[[ Data records open ]]
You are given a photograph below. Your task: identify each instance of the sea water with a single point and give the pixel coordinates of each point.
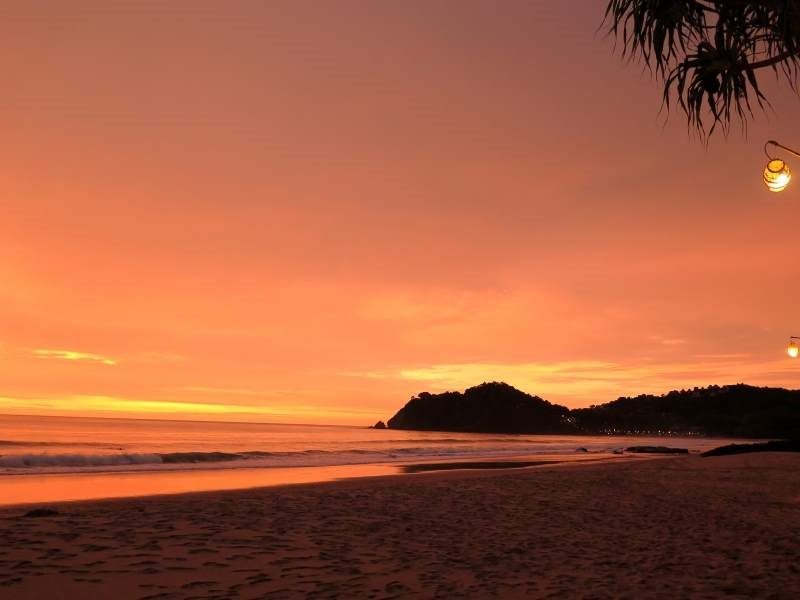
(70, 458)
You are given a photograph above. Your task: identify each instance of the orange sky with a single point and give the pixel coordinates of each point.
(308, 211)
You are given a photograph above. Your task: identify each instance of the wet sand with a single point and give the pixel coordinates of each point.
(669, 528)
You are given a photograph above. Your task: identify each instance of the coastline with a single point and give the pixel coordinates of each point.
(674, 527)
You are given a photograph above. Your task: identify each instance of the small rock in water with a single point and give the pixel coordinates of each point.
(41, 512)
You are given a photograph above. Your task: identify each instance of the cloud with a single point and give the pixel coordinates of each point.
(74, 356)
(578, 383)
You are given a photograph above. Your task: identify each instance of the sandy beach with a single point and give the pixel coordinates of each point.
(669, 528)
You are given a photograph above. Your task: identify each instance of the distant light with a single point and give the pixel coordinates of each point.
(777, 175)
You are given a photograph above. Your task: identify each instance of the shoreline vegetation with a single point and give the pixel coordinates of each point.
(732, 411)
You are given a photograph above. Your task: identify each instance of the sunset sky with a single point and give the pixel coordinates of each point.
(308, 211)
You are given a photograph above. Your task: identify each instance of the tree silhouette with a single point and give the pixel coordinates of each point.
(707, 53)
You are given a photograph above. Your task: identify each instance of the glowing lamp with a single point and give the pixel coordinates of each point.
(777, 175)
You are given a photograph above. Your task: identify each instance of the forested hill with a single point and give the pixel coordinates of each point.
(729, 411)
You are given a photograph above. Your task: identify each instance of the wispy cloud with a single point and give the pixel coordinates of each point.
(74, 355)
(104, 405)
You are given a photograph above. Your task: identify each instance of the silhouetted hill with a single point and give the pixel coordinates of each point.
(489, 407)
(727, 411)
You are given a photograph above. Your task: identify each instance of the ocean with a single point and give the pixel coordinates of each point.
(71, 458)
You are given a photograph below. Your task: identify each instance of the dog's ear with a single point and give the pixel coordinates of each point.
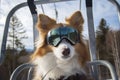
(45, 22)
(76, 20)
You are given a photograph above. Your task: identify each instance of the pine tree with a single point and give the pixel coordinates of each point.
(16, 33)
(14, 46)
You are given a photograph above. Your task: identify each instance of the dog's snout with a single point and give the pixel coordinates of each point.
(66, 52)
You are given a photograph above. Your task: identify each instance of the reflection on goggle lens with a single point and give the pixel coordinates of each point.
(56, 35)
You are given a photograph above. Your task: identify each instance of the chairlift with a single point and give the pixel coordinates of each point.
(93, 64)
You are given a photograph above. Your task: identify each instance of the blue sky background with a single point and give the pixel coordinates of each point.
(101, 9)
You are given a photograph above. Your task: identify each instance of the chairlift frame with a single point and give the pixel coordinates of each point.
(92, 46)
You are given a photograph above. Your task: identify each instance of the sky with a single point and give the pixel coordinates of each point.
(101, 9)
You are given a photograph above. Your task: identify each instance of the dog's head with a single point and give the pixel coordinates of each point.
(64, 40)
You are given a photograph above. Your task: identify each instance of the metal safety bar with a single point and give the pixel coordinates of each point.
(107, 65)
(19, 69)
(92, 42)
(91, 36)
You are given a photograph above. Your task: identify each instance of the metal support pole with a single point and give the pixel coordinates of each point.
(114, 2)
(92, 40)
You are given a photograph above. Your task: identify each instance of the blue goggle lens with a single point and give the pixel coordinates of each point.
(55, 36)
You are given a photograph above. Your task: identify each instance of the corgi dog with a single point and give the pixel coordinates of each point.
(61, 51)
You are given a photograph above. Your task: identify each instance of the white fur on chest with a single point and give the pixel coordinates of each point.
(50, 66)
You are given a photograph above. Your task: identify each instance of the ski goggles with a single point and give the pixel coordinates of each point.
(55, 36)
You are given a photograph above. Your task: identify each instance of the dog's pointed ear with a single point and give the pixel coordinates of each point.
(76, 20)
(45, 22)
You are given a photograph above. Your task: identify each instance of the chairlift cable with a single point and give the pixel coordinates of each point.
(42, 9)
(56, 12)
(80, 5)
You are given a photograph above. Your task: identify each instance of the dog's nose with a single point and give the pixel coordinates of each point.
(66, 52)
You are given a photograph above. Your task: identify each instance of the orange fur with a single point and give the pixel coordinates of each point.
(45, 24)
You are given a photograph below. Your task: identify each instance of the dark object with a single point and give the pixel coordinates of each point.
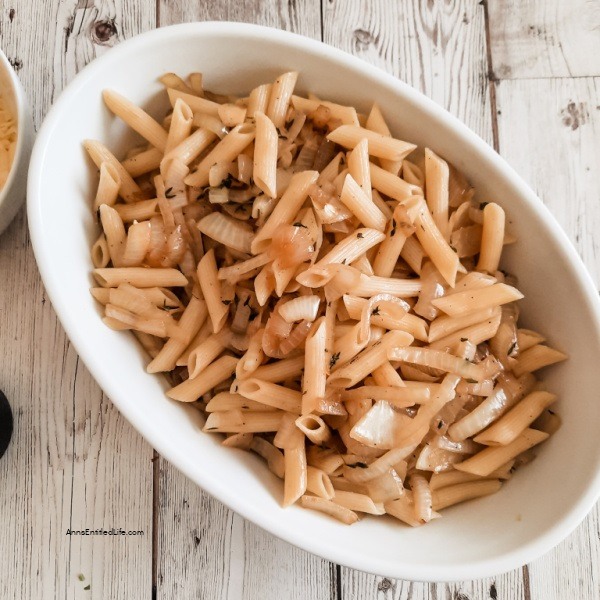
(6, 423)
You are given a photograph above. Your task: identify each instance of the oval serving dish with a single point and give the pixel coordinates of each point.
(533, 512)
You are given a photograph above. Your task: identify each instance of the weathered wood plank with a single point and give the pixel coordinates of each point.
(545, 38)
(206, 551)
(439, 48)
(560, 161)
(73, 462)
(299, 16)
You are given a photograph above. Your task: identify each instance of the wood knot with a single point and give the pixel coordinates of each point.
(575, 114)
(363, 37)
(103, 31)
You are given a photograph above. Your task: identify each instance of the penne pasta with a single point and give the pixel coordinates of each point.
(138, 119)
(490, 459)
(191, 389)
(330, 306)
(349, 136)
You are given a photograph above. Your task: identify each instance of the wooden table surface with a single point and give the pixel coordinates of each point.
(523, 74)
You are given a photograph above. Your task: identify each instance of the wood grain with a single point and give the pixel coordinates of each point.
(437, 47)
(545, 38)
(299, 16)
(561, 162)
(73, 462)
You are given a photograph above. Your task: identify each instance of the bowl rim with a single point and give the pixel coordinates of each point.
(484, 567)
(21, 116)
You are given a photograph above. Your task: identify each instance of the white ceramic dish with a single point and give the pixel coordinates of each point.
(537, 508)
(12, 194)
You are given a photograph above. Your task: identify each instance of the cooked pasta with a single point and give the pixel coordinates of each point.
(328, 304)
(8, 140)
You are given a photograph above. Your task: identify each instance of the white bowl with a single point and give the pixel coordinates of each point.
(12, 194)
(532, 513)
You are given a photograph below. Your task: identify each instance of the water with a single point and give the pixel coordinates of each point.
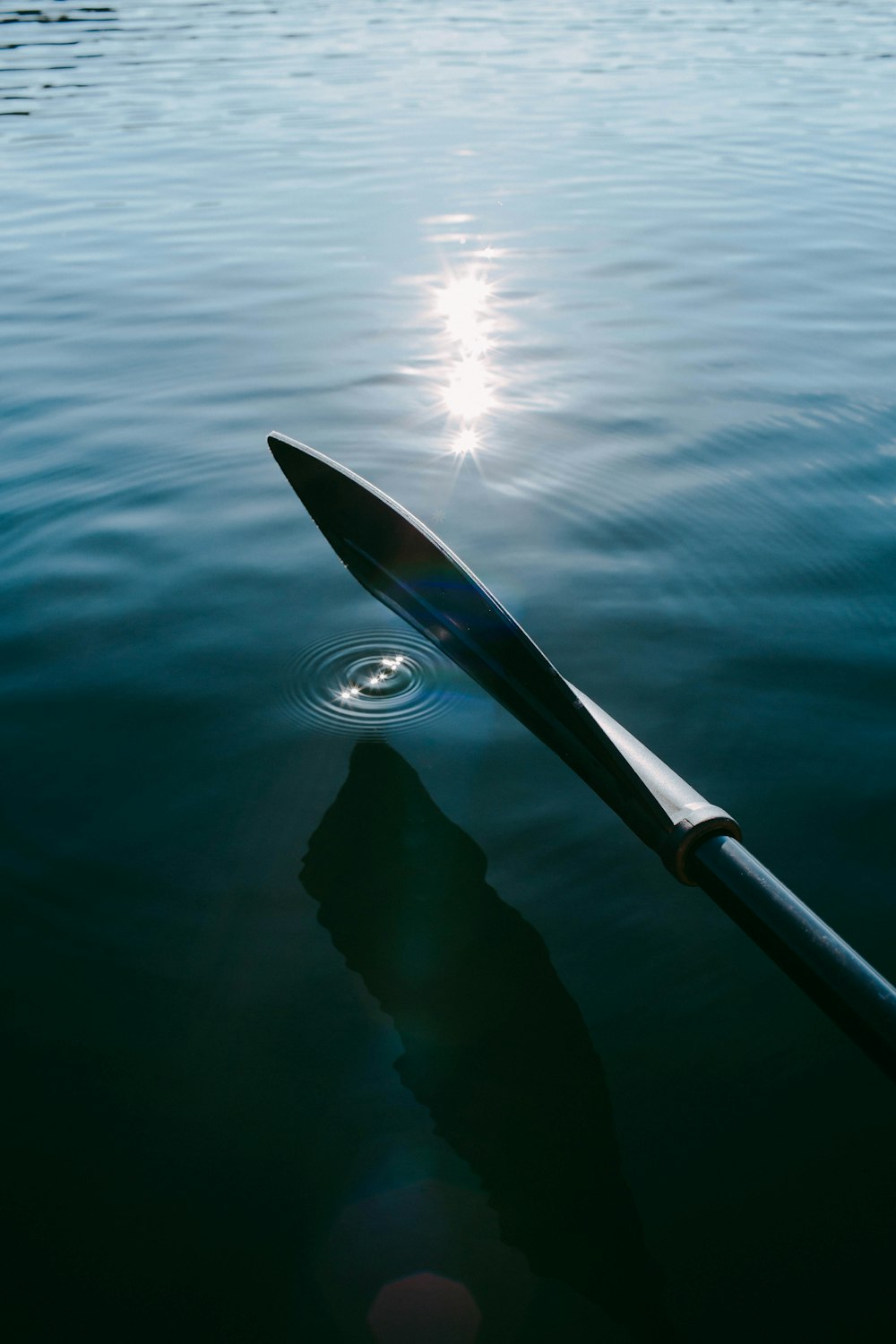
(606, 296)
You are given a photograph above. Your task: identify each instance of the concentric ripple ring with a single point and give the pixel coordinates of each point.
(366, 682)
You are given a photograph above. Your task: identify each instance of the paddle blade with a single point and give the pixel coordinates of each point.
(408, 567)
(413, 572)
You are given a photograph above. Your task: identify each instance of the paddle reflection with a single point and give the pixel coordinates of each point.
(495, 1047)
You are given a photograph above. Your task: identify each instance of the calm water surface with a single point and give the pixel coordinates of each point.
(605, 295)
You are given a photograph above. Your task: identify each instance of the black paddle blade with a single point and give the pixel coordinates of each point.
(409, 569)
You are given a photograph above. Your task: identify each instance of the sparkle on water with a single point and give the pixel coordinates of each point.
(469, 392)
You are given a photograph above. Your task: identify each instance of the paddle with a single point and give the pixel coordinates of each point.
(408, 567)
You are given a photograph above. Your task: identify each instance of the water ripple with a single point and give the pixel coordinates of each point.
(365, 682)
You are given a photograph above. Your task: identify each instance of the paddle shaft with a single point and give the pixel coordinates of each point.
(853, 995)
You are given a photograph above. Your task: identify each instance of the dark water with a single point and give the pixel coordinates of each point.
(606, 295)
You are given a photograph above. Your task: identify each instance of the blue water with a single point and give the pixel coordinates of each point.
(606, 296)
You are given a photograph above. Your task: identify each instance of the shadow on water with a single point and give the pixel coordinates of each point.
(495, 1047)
[[ Data records closed ]]
**Exercise directions**. Word for word, write out each line of the records, but leave the pictures behind.

**Task solution**.
You are given a photograph below. Your task: identify each instance of the sea water with a single point and give the pixel coordinates of each point.
(70, 458)
You are given a photograph above. Your task: identify each instance of the orange sky with a single point and give the pixel coordinates of each point.
(308, 211)
You are given a photograph above. Your task: identify each instance of the wet sand with a single point and give the pixel coordinates of each point.
(669, 528)
You are given a photograph above. Your task: identify each instance of the coastline with a single point and give the pixel coordinates of each point.
(674, 527)
You are given a photograph above. Your task: identify each instance of the small rock in water with a single point and give the pixel coordinates of each point.
(41, 512)
You are given a photograph above. Your task: identify each instance of the cloud with a single point and give the pixel coordinates of each point.
(74, 356)
(578, 383)
You are given a photograph above. Your task: identify each instance of the sandy beach with a single point and give the pixel coordinates of each point.
(669, 528)
You are given a photograph above. Your task: identify each instance of the distant light with a single point and give the pixel coordinates of each point.
(777, 175)
You are given a photograph above. Your task: identify each instance of the shoreline vegetation with a single point and give the pixel coordinates of each point.
(732, 411)
You are given a photograph above. Your task: identify each instance of the sunset sky with a single point and give the pixel coordinates of each point.
(308, 211)
You are given a photograph above. Your task: identify each instance of the tree silhouette with a single point and give the pixel coordinates of each point.
(707, 53)
You are given a photograph above. Your task: identify each instance of the glowing lamp with a single point and give the pixel coordinates of each point.
(777, 175)
You are given a photograph above. Your task: identify each instance of the forested hill with a single point and give the pixel coordinates of each point.
(729, 411)
You are given a photograph above. Your task: identify each instance of the wispy cloud with a single point and give the pixel coordinates of each point.
(74, 355)
(104, 405)
You are given a photograph above. Your task: identify each instance of the silhouetted hill with a single point and give the pixel coordinates of each point.
(489, 407)
(727, 411)
You are given a photograph above. Your task: identify each instance of the ocean with a single point and give the pixel coordinates of each point.
(71, 458)
You are given a photograph below. Your task: identify each instance of the dog's ear with a single point and give the pixel coordinates of each point.
(45, 22)
(76, 20)
You are given a photograph above. Your task: identify each instance of the pine tree with a single point and give the pixel coordinates of each point.
(16, 33)
(14, 46)
You are given a photograph above. Your task: identify each instance of the dog's snout with a single point and give the pixel coordinates of each point.
(66, 52)
You are given a photograph above. Your task: identify each instance of the reflection on goggle lens with a single point and give the pixel coordinates of each point.
(56, 35)
You are given a photograph above. Your task: identify each instance of the chairlift with a single point and give the pixel coordinates of each point.
(93, 64)
You are given a photograph above. Your task: identify each instance of the blue sky background with a single point and give the pixel coordinates of each point.
(101, 9)
You are given a photograph above. Your task: identify each instance of the chairlift frame with a single point and give the pixel coordinates of each point.
(92, 46)
You are given a photograph above. Your task: identify each instance of the sky with a single point and give the pixel coordinates of each point.
(101, 9)
You are given a photograph above. Your task: identify each instance of the dog's head with a single point and give the pixel coordinates of each point.
(64, 40)
You are given a photograph above. Your task: identify each instance of the metal safety bar with a single point and give the pixel coordinates of each point.
(107, 65)
(19, 69)
(92, 42)
(91, 36)
You are given a photograph above. Your task: identify each instance of the metal support pole with a single point and give the pixel coordinates of each point.
(114, 2)
(92, 40)
You are given a photograph above. Your task: identify each instance of the blue goggle lens with a single point and give the pixel coordinates of each point.
(55, 36)
You are given a photograph above. Your task: identify each instance of the corgi dog with a single point and give the pixel coordinates of each point.
(61, 51)
You are given a photograph above. Your task: identify each instance of the white fur on chest with a single point and give the pixel coordinates of each point.
(50, 66)
You are given a photograph above. Your task: identify each instance of the ski goggles with a single point and give the pixel coordinates of each point.
(55, 36)
You are given a photograph above. Your task: identify each instance of the dog's pointed ear with a single point and give the pixel coordinates of each point.
(76, 20)
(45, 22)
You are given a photograph above. Your task: identify each instance of the chairlift cable with a single point and give the pixel coordinates of each point.
(42, 9)
(56, 12)
(80, 5)
You are given a photograph above. Your task: identify each instance of the dog's nose with a single point and give the pixel coordinates of each point.
(66, 52)
You are given a photograph above. Your task: identify each instance of the orange fur with a single point and give the pixel coordinates of each point.
(45, 24)
You are given a photograph below. Your task: identify each instance of the dark object with a single point and give the pixel coordinates of each point.
(6, 423)
You are given a photograph above. Your task: identify each instance of the oval serving dish with a single point and give the pixel coordinates of each point.
(533, 512)
You are given a photograph above. Your task: identify each instance of the weathered wood plank with a single point and give the pixel coordinates of each point.
(545, 38)
(206, 551)
(439, 48)
(560, 161)
(73, 462)
(299, 16)
You are given a photograph above. Your task: identify each instance of the wood knot with a single point and give the pixel coordinates of each point.
(575, 114)
(363, 37)
(103, 31)
You are given a photograph above. Your task: identify each instance of the penne pasta with a single point and give the pixel coordinates of each point.
(138, 119)
(490, 459)
(191, 389)
(330, 306)
(349, 136)
You are given a photograph above. Your task: identify each instance of the wooden table surface with a single point and give the pixel coordinates of each point.
(523, 74)
You are given a photograph above. Your task: identify each instance of the wood grain with a single point and give the pixel coordinates of each point.
(437, 47)
(545, 38)
(299, 16)
(561, 162)
(73, 462)
You are given a photograph above. Your task: identify each instance of the bowl rim with a single point and give the pixel coordinates of each point.
(484, 567)
(21, 116)
You are given a photograph above. Your task: identify each instance of the white ceramic dish with a single point and give the pixel coordinates of each point.
(537, 508)
(12, 194)
You are given a photograph above. Your task: identify each instance of the cooked pasta with a single point and give the pixel coordinates of each point.
(328, 304)
(8, 140)
You are given a photograph above. Your task: identify each instance of the white bowl with a single point and give the pixel coordinates of each point.
(12, 194)
(532, 513)
You are given a photograph below. Your task: identify each instance of the water with a single point and give the pixel coordinates of each point.
(606, 296)
You are given a photograph above. Your task: identify each instance of the concentric ripple ring with a single point and give the pixel coordinates of each point.
(366, 682)
You are given a photograph above. Your task: identify each instance of the paddle blade with a single point and give the pixel coordinates of each point.
(408, 567)
(413, 572)
You are given a photograph above. Your task: identify each instance of the paddle reflection with a single point and give the pixel coordinates of each point.
(495, 1047)
You are given a photograph above. Your task: identify each instance of the calm water surface with a single point and give the pixel coordinates of each point.
(605, 295)
You are given a photograph above. Your task: identify each instance of the black paddle blade with a single point and give the pixel coordinates of each point.
(409, 569)
You are given a photograph above. Your task: identify each instance of the sparkle on water with a single point and give the pixel coordinates of each point.
(469, 392)
You are given a photograph above. Your task: identify each instance of the paddle with a single point and give the pixel coordinates of each point.
(408, 567)
You are given a photograph above. Your task: identify each instance of the water ripple with a single point and give the pixel coordinates of each point.
(365, 682)
You are given a photograph above. Your task: identify each instance of the paddle shaft with a single point and give the pixel coordinates of each point.
(853, 995)
You are given a photograph above. Your task: identify each instance of the dark water with a single point and give the pixel coordinates of each point.
(606, 295)
You are given a photograph above. Your task: identify each instance of the blue water with a single point and give the pixel coordinates of each point.
(606, 296)
You are given a photograph above. Your task: identify each instance of the shadow on water with a single point and give the pixel coordinates of each point.
(495, 1047)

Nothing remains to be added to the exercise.